Wie stark der Heimatstrieb des Kindes ist, ersieht man aus der behutsamen Erweiterung der Kreise, die sich um den Mittelpunkt des häuslichen Herdes ziehen. Ein größerer Umweg, den sich ein Kind erlaubt, um in seine Schule zu kommen, ist ihm schon ein Ereignis und kann es in der Tat für seine ganze Entwicklung werden. Ein solcher Umweg bringt Eindrücke und Zerstreuungen ganz neuer Art hervor. Verspätungen wecken den Lügengeist. Man lernt erfinden und bemerkt mit Behagen, daß die Erfindungen geglaubt werden. Jeder Umweg veranlaßte ein böses Gewissen.

Die allmähliche Welterweiterung des Kindes geht langsam vonstatten. Es war ein Argonautenzug, wenn einmal der Knabe wagte, in die akademischen inneren Hofräume zu treten und in die Fenster zu lugen, wo die Gipsabgüsse standen oder die Bücher der gelehrten Akademiker. Der Garten der Universität war damals eingefriedigt von einer oft erkletterten Mauer. Er galt für einen erlaubten Tummelplatz, doch nur in seinen äußersten Grenzen. Zu nahe an den Fenstern, wo die Schleiermacherschen Vorlesungen gehalten wurden und eine große Uhr die Stunden ohrenzerreißend ankündigte, fing der verbotene Hesperidengarten an. An der Stelle, wo jetzt die Singakademie steht, floß früher ein Spreearm, bedeckt mit Floßhölzern, die von den gemeinen Leuten »Karinen« genannt wurden, als hätte ihnen ein Professor den Namen aus Schellers Wörterbuch gegeben. Die herrlichen langen »Tafelbirnen« in den jetzt Magnusschen Gärten und links und rechte in denen des Finanzministers Kleewitz, dem Friedrich Wilhelm IV. einst die Scharade aufgegeben haben soll: »Raten Sie einmal! Das Erste frißt das Vieh, das Zweite haben Sie nie, und das Ganze sind Sie!« – der Finanzminister verbat sich sehr die Defizits seiner Obsternte und stellte Wachen aus. Aber dann trat die herrliche Zeit ein, die man nannte: »Die Spree ist geschützt.« Des Fischfanges und doch wohl noch mehr der Baggerung wegen wurden die Spreearme ohne Wasser gelassen. Das war dann wonnig, in dem schwarzen Schlamme zu waten. Dann waren alle Gärten zugänglich. Bis häusliche Strafgerichte der Verwilderung ein Ende machten.

▸ **DATENAUSZUG**

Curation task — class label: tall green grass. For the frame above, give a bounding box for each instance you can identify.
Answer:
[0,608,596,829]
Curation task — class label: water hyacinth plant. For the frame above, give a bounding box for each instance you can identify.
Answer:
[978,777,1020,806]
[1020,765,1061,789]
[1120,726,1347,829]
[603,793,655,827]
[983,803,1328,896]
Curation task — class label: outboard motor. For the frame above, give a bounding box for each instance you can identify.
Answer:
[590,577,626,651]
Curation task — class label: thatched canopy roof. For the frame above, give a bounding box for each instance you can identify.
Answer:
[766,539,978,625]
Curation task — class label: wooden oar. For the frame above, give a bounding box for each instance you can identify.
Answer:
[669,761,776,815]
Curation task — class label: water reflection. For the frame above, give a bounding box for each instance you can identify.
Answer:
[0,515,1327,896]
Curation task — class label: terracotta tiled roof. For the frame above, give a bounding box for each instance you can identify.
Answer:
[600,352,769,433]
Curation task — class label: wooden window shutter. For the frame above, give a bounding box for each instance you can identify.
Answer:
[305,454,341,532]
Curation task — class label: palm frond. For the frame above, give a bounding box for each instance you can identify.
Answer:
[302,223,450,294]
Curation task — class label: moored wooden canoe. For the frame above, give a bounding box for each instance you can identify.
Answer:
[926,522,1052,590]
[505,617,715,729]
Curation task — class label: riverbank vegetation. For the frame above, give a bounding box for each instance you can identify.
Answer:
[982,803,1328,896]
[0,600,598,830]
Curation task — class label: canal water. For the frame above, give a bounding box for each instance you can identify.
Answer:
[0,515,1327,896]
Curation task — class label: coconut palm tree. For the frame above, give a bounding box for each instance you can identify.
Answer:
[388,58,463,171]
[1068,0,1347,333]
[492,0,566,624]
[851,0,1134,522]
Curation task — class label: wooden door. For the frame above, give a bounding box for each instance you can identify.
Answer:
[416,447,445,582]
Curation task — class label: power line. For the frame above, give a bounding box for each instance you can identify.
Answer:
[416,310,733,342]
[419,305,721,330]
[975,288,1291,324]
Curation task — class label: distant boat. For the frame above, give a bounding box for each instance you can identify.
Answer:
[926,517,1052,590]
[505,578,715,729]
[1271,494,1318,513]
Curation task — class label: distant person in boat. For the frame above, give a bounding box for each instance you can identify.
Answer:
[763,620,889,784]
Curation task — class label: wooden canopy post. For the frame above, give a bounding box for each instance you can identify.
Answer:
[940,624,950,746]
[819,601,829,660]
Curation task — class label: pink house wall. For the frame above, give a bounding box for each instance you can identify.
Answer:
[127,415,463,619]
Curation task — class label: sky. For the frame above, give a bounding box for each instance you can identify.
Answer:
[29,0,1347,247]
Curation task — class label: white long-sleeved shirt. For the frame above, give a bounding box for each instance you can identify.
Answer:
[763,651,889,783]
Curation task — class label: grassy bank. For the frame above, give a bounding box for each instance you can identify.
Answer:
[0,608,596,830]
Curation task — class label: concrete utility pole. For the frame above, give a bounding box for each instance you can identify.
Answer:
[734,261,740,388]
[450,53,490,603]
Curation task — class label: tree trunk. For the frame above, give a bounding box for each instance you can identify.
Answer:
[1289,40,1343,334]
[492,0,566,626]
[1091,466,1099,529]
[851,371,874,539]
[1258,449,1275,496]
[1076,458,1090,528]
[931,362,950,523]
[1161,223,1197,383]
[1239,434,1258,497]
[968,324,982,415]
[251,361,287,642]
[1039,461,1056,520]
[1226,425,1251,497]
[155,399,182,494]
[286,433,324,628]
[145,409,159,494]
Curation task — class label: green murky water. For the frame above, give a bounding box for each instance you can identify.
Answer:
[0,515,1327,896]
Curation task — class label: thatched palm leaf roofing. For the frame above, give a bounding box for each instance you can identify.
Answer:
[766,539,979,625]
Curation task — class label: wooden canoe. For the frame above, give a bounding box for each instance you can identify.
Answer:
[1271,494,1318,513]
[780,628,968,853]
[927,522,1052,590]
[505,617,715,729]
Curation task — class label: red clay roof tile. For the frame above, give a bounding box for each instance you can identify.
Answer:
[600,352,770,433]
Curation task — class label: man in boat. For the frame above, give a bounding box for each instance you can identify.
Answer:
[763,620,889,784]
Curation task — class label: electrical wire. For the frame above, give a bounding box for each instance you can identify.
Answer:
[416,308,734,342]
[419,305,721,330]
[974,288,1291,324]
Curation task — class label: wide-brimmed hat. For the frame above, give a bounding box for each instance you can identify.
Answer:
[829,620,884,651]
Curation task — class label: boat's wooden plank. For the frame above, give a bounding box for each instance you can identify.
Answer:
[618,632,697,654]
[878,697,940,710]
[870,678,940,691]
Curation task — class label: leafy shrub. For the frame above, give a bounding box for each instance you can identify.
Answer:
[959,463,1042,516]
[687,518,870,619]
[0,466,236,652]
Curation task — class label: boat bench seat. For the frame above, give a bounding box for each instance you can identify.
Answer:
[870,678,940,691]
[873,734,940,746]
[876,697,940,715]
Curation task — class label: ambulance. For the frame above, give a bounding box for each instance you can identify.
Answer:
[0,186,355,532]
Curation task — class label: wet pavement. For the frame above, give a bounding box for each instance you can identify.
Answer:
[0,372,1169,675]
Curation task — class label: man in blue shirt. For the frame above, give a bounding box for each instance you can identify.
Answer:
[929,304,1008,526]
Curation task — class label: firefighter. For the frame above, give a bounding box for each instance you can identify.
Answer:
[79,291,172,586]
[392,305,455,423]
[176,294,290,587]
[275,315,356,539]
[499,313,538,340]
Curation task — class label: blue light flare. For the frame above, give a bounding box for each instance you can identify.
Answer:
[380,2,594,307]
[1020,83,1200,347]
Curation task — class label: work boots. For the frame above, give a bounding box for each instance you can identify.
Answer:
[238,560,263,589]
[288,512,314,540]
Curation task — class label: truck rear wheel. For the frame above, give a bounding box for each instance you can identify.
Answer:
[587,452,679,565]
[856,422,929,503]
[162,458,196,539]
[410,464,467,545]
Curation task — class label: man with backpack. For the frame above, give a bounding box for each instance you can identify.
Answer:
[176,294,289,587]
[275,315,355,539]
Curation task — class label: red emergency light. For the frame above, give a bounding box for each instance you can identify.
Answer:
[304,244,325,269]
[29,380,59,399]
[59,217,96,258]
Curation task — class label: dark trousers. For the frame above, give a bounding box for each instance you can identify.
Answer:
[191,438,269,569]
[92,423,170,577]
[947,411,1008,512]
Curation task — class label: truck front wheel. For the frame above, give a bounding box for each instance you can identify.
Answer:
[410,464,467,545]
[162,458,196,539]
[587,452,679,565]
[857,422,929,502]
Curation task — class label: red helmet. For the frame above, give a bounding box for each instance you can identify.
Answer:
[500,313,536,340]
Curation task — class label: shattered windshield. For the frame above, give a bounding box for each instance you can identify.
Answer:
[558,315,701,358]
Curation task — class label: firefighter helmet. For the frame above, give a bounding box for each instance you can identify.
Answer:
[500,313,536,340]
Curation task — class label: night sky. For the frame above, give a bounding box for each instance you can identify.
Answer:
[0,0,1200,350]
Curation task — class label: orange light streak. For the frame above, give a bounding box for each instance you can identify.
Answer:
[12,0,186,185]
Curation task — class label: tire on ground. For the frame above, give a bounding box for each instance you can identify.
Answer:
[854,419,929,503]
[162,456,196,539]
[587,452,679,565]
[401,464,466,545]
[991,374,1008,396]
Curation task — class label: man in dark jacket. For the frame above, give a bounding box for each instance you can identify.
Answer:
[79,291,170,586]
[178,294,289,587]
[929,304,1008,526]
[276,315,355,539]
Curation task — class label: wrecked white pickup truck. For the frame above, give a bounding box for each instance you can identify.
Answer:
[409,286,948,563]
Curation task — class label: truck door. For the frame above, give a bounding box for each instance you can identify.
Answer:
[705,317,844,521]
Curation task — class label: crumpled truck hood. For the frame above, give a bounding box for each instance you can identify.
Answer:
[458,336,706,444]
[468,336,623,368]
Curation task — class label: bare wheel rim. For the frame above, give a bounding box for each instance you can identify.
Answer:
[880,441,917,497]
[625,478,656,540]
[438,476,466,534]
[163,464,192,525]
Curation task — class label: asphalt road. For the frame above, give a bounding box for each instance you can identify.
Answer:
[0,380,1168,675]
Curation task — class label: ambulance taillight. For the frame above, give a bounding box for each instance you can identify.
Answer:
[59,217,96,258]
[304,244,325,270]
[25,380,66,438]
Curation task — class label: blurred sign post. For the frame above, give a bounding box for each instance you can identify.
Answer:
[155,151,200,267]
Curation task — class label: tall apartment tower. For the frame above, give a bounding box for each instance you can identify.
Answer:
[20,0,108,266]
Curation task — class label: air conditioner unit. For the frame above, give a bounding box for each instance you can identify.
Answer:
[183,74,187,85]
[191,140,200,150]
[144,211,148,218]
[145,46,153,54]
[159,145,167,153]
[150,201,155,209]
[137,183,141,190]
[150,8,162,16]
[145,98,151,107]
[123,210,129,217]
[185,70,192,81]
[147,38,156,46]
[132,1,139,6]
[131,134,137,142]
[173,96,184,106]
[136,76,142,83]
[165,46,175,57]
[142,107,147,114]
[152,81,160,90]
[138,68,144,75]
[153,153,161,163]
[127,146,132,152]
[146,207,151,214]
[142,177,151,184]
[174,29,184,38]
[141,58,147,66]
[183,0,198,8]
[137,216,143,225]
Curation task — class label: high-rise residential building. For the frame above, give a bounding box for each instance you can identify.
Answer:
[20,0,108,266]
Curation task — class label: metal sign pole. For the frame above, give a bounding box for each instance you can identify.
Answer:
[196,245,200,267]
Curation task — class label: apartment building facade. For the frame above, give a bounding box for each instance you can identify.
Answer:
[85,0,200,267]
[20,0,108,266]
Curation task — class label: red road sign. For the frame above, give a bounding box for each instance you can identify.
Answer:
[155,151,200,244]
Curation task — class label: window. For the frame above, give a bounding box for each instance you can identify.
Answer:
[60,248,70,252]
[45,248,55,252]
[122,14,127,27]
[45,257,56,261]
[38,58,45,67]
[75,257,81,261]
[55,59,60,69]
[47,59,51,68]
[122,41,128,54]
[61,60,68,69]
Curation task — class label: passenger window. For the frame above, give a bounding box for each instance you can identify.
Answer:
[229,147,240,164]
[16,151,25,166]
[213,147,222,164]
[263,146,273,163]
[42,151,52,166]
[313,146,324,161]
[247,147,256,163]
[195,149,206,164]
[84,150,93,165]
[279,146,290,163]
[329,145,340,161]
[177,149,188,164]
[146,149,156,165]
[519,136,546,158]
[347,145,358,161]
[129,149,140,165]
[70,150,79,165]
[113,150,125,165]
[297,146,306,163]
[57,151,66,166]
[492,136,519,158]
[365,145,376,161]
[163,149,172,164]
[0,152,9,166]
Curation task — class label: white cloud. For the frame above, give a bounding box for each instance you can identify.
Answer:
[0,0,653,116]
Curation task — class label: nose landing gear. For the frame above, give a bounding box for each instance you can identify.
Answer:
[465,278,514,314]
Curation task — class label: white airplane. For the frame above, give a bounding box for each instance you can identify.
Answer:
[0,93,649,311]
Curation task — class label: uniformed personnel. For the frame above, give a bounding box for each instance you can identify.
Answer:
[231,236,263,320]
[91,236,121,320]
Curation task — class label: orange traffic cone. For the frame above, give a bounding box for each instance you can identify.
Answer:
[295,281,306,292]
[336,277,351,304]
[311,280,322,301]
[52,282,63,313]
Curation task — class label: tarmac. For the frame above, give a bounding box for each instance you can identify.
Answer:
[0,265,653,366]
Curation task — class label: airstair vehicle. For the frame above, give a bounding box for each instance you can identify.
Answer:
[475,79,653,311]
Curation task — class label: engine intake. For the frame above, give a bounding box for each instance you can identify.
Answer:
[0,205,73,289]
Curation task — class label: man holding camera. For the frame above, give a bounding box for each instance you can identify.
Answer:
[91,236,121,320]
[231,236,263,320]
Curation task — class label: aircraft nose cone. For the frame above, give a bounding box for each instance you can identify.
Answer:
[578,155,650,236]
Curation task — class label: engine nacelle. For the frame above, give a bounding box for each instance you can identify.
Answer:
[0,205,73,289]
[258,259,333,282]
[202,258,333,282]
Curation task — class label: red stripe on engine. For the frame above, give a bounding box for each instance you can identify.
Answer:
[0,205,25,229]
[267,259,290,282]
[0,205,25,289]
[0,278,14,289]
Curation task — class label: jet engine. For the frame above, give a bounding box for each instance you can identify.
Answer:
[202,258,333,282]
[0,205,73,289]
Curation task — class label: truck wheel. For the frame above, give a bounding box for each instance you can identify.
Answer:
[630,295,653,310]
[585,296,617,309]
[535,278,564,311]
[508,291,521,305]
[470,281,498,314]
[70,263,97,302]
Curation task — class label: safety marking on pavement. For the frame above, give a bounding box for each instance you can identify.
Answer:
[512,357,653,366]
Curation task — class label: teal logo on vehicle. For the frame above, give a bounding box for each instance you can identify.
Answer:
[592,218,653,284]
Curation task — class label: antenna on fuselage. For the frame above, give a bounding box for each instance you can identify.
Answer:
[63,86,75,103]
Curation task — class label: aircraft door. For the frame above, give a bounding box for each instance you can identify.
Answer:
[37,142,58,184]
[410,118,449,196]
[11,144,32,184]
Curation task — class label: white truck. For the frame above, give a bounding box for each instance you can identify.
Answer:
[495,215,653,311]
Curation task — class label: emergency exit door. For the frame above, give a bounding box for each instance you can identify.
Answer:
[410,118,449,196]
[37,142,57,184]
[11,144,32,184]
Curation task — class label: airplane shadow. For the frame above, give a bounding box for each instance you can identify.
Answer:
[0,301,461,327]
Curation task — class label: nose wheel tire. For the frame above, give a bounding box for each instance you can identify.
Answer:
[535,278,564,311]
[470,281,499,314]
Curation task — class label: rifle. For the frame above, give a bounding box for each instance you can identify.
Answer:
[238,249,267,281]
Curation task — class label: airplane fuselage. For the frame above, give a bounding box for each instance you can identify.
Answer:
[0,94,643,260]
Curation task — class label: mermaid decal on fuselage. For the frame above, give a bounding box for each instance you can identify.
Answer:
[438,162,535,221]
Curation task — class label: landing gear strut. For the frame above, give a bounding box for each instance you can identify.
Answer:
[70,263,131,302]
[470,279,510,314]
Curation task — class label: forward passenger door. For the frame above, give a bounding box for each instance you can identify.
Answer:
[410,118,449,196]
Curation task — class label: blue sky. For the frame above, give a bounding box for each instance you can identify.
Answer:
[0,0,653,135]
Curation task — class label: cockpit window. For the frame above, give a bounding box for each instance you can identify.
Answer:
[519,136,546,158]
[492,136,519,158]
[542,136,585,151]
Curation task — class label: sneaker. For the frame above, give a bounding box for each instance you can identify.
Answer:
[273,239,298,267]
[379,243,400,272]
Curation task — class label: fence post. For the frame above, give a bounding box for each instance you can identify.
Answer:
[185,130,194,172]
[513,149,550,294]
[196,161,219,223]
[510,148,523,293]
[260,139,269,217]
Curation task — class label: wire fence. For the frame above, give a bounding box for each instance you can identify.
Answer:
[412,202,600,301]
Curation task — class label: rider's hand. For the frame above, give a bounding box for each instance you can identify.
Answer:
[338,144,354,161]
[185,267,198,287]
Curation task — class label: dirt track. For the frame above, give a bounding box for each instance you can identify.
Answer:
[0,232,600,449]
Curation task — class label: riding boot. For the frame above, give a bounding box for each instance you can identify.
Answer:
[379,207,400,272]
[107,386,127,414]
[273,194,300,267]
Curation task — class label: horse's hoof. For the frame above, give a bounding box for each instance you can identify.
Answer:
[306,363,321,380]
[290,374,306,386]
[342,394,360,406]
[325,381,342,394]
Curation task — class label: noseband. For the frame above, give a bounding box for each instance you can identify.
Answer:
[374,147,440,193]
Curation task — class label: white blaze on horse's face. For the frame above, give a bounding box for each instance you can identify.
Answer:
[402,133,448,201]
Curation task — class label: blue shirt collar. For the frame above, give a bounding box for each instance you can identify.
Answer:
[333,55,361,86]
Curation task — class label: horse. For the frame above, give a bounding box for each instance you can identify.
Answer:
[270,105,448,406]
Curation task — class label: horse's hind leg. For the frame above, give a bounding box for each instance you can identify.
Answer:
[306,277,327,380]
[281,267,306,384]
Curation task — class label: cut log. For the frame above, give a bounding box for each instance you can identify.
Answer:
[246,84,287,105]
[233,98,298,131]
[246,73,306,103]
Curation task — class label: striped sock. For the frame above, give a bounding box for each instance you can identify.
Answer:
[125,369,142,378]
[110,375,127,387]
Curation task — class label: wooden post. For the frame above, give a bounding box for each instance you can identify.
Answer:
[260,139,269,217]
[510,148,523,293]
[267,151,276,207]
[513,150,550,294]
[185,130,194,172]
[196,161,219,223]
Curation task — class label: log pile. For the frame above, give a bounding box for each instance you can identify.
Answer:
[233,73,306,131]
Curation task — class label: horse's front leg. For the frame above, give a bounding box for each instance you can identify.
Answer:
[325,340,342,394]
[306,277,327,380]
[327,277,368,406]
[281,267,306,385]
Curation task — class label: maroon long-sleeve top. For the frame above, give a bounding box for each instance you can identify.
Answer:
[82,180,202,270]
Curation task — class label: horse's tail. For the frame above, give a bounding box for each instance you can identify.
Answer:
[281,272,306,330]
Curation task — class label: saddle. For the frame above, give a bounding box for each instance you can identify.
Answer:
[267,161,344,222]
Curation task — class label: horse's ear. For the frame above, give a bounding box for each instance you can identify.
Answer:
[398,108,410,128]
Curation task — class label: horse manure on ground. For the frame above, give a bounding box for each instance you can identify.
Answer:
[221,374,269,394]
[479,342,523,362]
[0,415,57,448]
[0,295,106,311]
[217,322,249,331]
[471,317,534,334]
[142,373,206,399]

▸ **AUFGABE A**
Beantworte anhand des ausgewählten Textes kurz die folgenden Fragen.
(i) Was wecken Verspätungen laut dem Text?
(ii) Wie nannten die gemeinen Leute die Floßhölzer auf dem Spreearm?
(iii) Was tat der Finanzminister Kleewitz gegen die Defizits seiner Obsternte?
▸ **AUFGABE B**
Gib aus dem ausgewählten Text die Passage von „Wie stark der“ bis „ein böses Gewissen.“ wortgetreu wieder.

▸ **MUSTERLÖSUNG A**
(i) Sie wecken den Lügengeist.
(ii) Sie nannten sie »Karinen«.
(iii) Er stellte Wachen aus.

▸ **MUSTERLÖSUNG B**
Wie stark der Heimatstrieb des Kindes ist, ersieht man aus der behutsamen Erweiterung der Kreise, die sich um den Mittelpunkt des häuslichen Herdes ziehen. Ein größerer Umweg, den sich ein Kind erlaubt, um in seine Schule zu kommen, ist ihm schon ein Ereignis und kann es in der Tat für seine ganze Entwicklung werden. Ein solcher Umweg bringt Eindrücke und Zerstreuungen ganz neuer Art hervor. Verspätungen wecken den Lügengeist. Man lernt erfinden und bemerkt mit Behagen, daß die Erfindungen geglaubt werden. Jeder Umweg veranlaßte ein böses Gewissen.